> [EXERCISE]
Can you copy out the rows below with "object detection" changed to "object localization" wherever it occurs and nothing else altered, leaving the pictures out?

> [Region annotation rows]

----

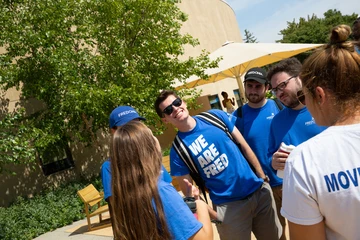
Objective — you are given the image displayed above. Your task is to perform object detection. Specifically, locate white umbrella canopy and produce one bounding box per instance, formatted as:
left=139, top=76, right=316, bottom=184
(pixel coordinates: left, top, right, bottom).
left=175, top=43, right=322, bottom=102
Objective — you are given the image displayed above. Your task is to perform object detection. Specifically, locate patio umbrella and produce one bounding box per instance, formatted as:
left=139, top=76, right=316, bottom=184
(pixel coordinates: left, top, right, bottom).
left=175, top=43, right=322, bottom=103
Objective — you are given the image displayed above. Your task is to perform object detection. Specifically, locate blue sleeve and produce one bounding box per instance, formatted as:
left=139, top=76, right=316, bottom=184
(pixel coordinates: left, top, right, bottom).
left=170, top=147, right=190, bottom=176
left=161, top=164, right=172, bottom=183
left=101, top=159, right=112, bottom=199
left=159, top=182, right=203, bottom=240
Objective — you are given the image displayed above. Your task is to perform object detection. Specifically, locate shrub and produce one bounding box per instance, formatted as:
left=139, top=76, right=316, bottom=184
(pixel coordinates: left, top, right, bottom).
left=0, top=178, right=102, bottom=240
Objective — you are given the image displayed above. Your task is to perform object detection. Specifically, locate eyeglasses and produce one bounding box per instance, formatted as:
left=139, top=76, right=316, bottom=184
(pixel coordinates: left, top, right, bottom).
left=296, top=90, right=306, bottom=105
left=271, top=76, right=297, bottom=95
left=163, top=98, right=182, bottom=115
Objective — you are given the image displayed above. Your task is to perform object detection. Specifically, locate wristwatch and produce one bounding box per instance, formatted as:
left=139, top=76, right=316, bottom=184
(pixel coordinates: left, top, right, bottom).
left=184, top=197, right=196, bottom=213
left=262, top=175, right=270, bottom=182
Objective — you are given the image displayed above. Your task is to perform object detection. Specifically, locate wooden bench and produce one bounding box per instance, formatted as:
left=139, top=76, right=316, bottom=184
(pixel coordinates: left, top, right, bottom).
left=77, top=184, right=111, bottom=231
left=162, top=156, right=181, bottom=191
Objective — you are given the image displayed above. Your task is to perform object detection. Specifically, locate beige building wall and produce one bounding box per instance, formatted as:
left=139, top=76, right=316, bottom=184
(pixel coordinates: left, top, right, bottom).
left=179, top=0, right=242, bottom=58
left=0, top=0, right=242, bottom=206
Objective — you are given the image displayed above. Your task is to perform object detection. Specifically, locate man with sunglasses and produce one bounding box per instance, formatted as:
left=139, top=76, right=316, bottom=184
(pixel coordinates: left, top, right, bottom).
left=233, top=67, right=286, bottom=240
left=267, top=58, right=325, bottom=237
left=155, top=90, right=282, bottom=240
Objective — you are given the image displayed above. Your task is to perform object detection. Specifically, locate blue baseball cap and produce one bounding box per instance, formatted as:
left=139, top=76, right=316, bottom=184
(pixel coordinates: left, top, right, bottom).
left=109, top=106, right=146, bottom=128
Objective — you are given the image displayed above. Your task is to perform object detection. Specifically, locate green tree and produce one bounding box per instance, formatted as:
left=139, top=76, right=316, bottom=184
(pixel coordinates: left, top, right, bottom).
left=276, top=9, right=357, bottom=44
left=243, top=29, right=257, bottom=43
left=0, top=0, right=216, bottom=172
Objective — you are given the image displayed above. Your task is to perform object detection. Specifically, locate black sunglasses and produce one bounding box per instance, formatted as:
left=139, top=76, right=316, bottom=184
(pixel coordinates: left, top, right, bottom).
left=296, top=90, right=306, bottom=105
left=163, top=98, right=182, bottom=115
left=271, top=76, right=297, bottom=95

----

> [FINAL RESULT]
Objective — you are given the image displayed above. Your task is to perform object localization. Specifically, locate white umbrella canopy and produce one bounding box per instance, formatted as:
left=139, top=76, right=316, bottom=184
(pixel coordinates: left, top, right, bottom).
left=175, top=43, right=322, bottom=102
Objective — you are given the image displayed above. Your task is to perform object localization. Specifically, locate patio umbrella and produce one bounding box per instance, formatted as:
left=139, top=76, right=316, bottom=184
(pixel coordinates: left, top, right, bottom).
left=175, top=43, right=322, bottom=103
Objective — you are given the image displayed above. Your task is to perform object localization. Specifically, locate blue sleeve and produce one bounding box per instance, formatted as:
left=139, top=76, right=316, bottom=184
(pixel coordinates: left, top, right, bottom).
left=170, top=147, right=190, bottom=176
left=161, top=164, right=172, bottom=183
left=101, top=159, right=112, bottom=199
left=159, top=182, right=203, bottom=240
Objective — you are given the image displayed above. Your task is to perform object localization. Specifically, locate shrub and produce one bounding box per instance, formatted as:
left=139, top=76, right=316, bottom=184
(pixel coordinates: left, top, right, bottom).
left=0, top=178, right=102, bottom=240
Objective — you are given the image displayed above. Your task is to perform object localization. Specifically, locate eyeglasses and produce one bounding box per instance, formatted as:
left=139, top=76, right=316, bottom=184
(pixel coordinates: left, top, right, bottom).
left=296, top=90, right=306, bottom=105
left=271, top=76, right=297, bottom=95
left=163, top=98, right=182, bottom=115
Objective — you are given the image displayed above. Your task is to perform object localization. Specifically, locate wristwatch and produce one bounding box per instance, formatted as:
left=139, top=76, right=316, bottom=184
(pixel coordinates: left, top, right, bottom).
left=184, top=197, right=196, bottom=213
left=262, top=175, right=270, bottom=182
Objective — you are given the image displayed above. Your task is to perform object localization. Specifically, locate wooden bench and produce one bounding box per instance, formatted as:
left=139, top=76, right=316, bottom=184
(pixel coordinates: left, top, right, bottom).
left=77, top=184, right=111, bottom=231
left=162, top=156, right=181, bottom=191
Objective — you are given the image displayed above. Your task is to perform object localization. Specifically, locate beige building wall and produce one bounding box per instance, formatted as:
left=139, top=76, right=316, bottom=184
(pixel coordinates: left, top, right, bottom).
left=179, top=0, right=242, bottom=58
left=0, top=0, right=242, bottom=206
Objective — you are given the image displayed above. Your task is to perform object localization. Specifically, locate man with sunglasses and produce one bounding box per instance, formatted as:
left=139, top=76, right=316, bottom=184
(pixel coordinates: left, top, right, bottom).
left=233, top=67, right=286, bottom=240
left=267, top=58, right=325, bottom=237
left=155, top=90, right=282, bottom=240
Objective — you are given the image displayed above. Your task is to perform object localization. Specifically, locate blue baseball cap and produce one bounding box per instance, formatted as:
left=139, top=76, right=316, bottom=184
(pixel coordinates: left, top, right, bottom).
left=109, top=106, right=146, bottom=128
Objective — you are given the image displayed above. Your task is to perform object localization. Specifically, locate green tree and produce one bounding box per instance, formatted as:
left=139, top=76, right=316, bottom=184
(pixel coordinates: left, top, right, bottom).
left=276, top=9, right=357, bottom=44
left=243, top=29, right=257, bottom=43
left=0, top=0, right=216, bottom=172
Objective — you are given the image displayed above. Your task is to perform object localization. Specifically, locate black sunglasses and produce one bounding box per instance, formatted as:
left=139, top=76, right=316, bottom=184
(pixel coordinates: left, top, right, bottom).
left=296, top=90, right=306, bottom=105
left=163, top=98, right=182, bottom=115
left=271, top=76, right=297, bottom=95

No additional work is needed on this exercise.